[Start of Data entries]
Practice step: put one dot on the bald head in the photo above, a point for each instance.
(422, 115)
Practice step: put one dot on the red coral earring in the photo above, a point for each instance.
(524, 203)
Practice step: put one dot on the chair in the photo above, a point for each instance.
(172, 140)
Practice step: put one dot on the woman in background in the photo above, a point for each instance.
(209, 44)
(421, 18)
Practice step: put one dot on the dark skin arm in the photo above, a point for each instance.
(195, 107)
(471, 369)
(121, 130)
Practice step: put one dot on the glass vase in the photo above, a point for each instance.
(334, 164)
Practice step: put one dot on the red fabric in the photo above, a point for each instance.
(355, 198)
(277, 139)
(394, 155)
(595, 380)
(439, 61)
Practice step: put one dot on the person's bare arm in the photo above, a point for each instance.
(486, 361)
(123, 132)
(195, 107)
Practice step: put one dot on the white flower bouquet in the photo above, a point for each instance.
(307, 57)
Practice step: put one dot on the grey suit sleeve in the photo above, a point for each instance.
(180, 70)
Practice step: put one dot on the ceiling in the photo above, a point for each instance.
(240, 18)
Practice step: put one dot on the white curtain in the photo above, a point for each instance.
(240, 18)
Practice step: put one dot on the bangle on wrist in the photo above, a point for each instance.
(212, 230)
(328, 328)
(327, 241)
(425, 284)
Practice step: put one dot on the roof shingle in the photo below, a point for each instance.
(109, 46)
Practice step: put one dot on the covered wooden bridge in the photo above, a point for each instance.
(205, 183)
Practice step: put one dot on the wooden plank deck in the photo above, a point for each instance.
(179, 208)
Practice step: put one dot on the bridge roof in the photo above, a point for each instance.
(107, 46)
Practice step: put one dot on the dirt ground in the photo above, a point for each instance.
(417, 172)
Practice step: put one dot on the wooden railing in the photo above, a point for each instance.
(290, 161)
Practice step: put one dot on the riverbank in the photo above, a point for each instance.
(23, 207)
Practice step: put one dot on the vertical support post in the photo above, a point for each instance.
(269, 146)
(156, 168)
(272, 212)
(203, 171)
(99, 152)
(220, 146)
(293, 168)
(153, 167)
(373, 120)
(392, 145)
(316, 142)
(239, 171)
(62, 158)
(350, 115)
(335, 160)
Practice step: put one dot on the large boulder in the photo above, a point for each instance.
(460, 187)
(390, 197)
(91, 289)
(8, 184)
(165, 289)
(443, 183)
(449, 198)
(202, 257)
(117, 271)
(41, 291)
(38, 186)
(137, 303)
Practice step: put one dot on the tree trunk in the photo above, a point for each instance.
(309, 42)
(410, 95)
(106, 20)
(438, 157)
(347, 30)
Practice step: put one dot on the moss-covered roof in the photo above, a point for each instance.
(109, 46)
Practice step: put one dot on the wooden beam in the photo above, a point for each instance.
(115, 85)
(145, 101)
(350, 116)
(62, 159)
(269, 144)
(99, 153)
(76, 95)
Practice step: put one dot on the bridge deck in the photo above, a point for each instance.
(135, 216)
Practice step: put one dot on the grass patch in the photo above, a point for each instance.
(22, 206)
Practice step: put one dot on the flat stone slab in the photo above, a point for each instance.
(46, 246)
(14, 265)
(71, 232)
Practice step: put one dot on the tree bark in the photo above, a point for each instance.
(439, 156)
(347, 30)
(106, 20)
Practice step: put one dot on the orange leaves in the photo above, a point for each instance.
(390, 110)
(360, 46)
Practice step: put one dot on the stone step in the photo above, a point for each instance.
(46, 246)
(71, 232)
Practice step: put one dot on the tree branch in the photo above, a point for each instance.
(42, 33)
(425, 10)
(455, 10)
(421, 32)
[End of Data entries]
- _Stated exercise_: Rewrite every line of the material above as a Markdown table with two columns, No. and Text. Number the rows in order and leave out any blank lines.

- _The reply_:
| No. | Text |
|---|---|
| 1 | Practice step: put one dot on the bald head in the photo above, a point for each instance. |
| 2 | (422, 115) |
| 3 | Practice step: put one dot on the red coral earring in the photo above, a point for each instance. |
| 4 | (524, 203) |
| 5 | Practice step: put one dot on the chair in the photo above, a point for each instance. |
| 6 | (172, 140) |
| 7 | Practice step: put one dot on the woman in background in the photo above, a point for each instance. |
| 8 | (209, 44) |
| 9 | (421, 18) |
| 10 | Practice step: put one dot on the dark skin arm in the photo above, a point for each instance. |
| 11 | (195, 107) |
| 12 | (471, 369) |
| 13 | (121, 130) |
| 14 | Practice step: put one dot on the glass vase in the photo above, a point for each instance. |
| 15 | (334, 164) |
| 16 | Practice step: put one dot on the red fabric in the photo above, a point for each instance. |
| 17 | (355, 198) |
| 18 | (277, 139) |
| 19 | (394, 155) |
| 20 | (595, 380) |
| 21 | (439, 61) |
| 22 | Practice step: put one dot on the person's bare arm in the photo above, a point for each instance. |
| 23 | (486, 361) |
| 24 | (123, 132) |
| 25 | (195, 107) |
| 26 | Practice step: put one dot on the white flower bouquet in the photo above, a point for each instance. |
| 27 | (307, 57) |
| 28 | Practice step: put one dot on the grey suit sleeve in the photo above, a point for each instance. |
| 29 | (180, 70) |
| 30 | Practice step: put one dot on the ceiling in the photo above, a point for each instance. |
| 31 | (240, 18) |
| 32 | Practice step: put one dot on the white curtain in the photo above, a point for each instance. |
| 33 | (240, 18) |
| 34 | Practice step: put one dot on the bangle on wrist in the photo above, a point for each instance. |
| 35 | (212, 230) |
| 36 | (328, 328) |
| 37 | (327, 241) |
| 38 | (425, 284) |
| 39 | Practice step: put one dot on the roof shingle in the photo below, a point for each instance. |
| 40 | (109, 46) |
| 41 | Practice step: put one dot on the covered wooden bridge in the photo above, a point for each instance. |
| 42 | (205, 183) |
| 43 | Practice step: put one dot on the wooden plank deck in the photo above, a point for each instance. |
| 44 | (179, 208) |
| 45 | Practice step: put one dot on the bridge roof in the photo above, a point for each instance. |
| 46 | (107, 46) |
| 47 | Practice step: put one dot on the dirt ground in the photo above, a point for each instance. |
| 48 | (417, 172) |
| 49 | Practice step: put one dot on the wooden railing in the photo above, a point for each instance. |
| 50 | (290, 161) |
| 51 | Practice step: put one dot on the riverbank in the photo above, a point for each instance. |
| 52 | (23, 207) |
| 53 | Practice step: put one dot on the vertical support post in the photo above, a point for each instance. |
| 54 | (269, 146) |
| 55 | (156, 168) |
| 56 | (272, 212) |
| 57 | (203, 171) |
| 58 | (99, 152) |
| 59 | (220, 146) |
| 60 | (293, 168) |
| 61 | (153, 167) |
| 62 | (373, 120) |
| 63 | (392, 145) |
| 64 | (316, 142) |
| 65 | (239, 171) |
| 66 | (62, 158) |
| 67 | (350, 115) |
| 68 | (335, 160) |
| 69 | Practice step: put one dot on the large boulder in the photo above, a point for each instance. |
| 70 | (460, 187) |
| 71 | (390, 197) |
| 72 | (91, 289) |
| 73 | (8, 184) |
| 74 | (165, 289) |
| 75 | (443, 183) |
| 76 | (449, 198) |
| 77 | (202, 257) |
| 78 | (117, 271) |
| 79 | (41, 291) |
| 80 | (38, 186) |
| 81 | (137, 303) |
| 82 | Practice step: put one dot on the tree trunk in the photo above, a point for each instance. |
| 83 | (309, 42) |
| 84 | (410, 95) |
| 85 | (106, 20) |
| 86 | (438, 157) |
| 87 | (347, 30) |
| 88 | Practice step: put one dot on the moss-covered roof in the photo above, a point for each instance. |
| 89 | (109, 46) |
| 90 | Practice step: put one dot on the wooden beam in the photo above, a point for each instance. |
| 91 | (115, 85) |
| 92 | (145, 101) |
| 93 | (350, 116) |
| 94 | (62, 159) |
| 95 | (269, 144) |
| 96 | (99, 153) |
| 97 | (76, 95) |
| 98 | Practice step: put one dot on the bridge deck in the photo above, a point for each instance. |
| 99 | (135, 216) |
| 100 | Practice step: put one dot on the grass patch in the photo above, a point for each instance. |
| 101 | (22, 206) |
| 102 | Practice step: put one dot on the flat stone slab in the photo above, a point for each instance. |
| 103 | (46, 246) |
| 104 | (14, 265) |
| 105 | (71, 232) |
| 106 | Practice step: put one dot on the tree bark in the photo above, a point for each instance. |
| 107 | (439, 156) |
| 108 | (347, 30) |
| 109 | (106, 20) |
| 110 | Practice step: put one dot on the orange leaves in the photo above, a point for each instance. |
| 111 | (390, 110) |
| 112 | (360, 46) |
| 113 | Practice step: put one dot on the stone step in the photo above, a point for each instance. |
| 114 | (46, 246) |
| 115 | (71, 232) |
| 116 | Practice step: put one dot on the tree branch in the photo above, a point for each instance. |
| 117 | (42, 33) |
| 118 | (425, 10) |
| 119 | (455, 10) |
| 120 | (421, 32) |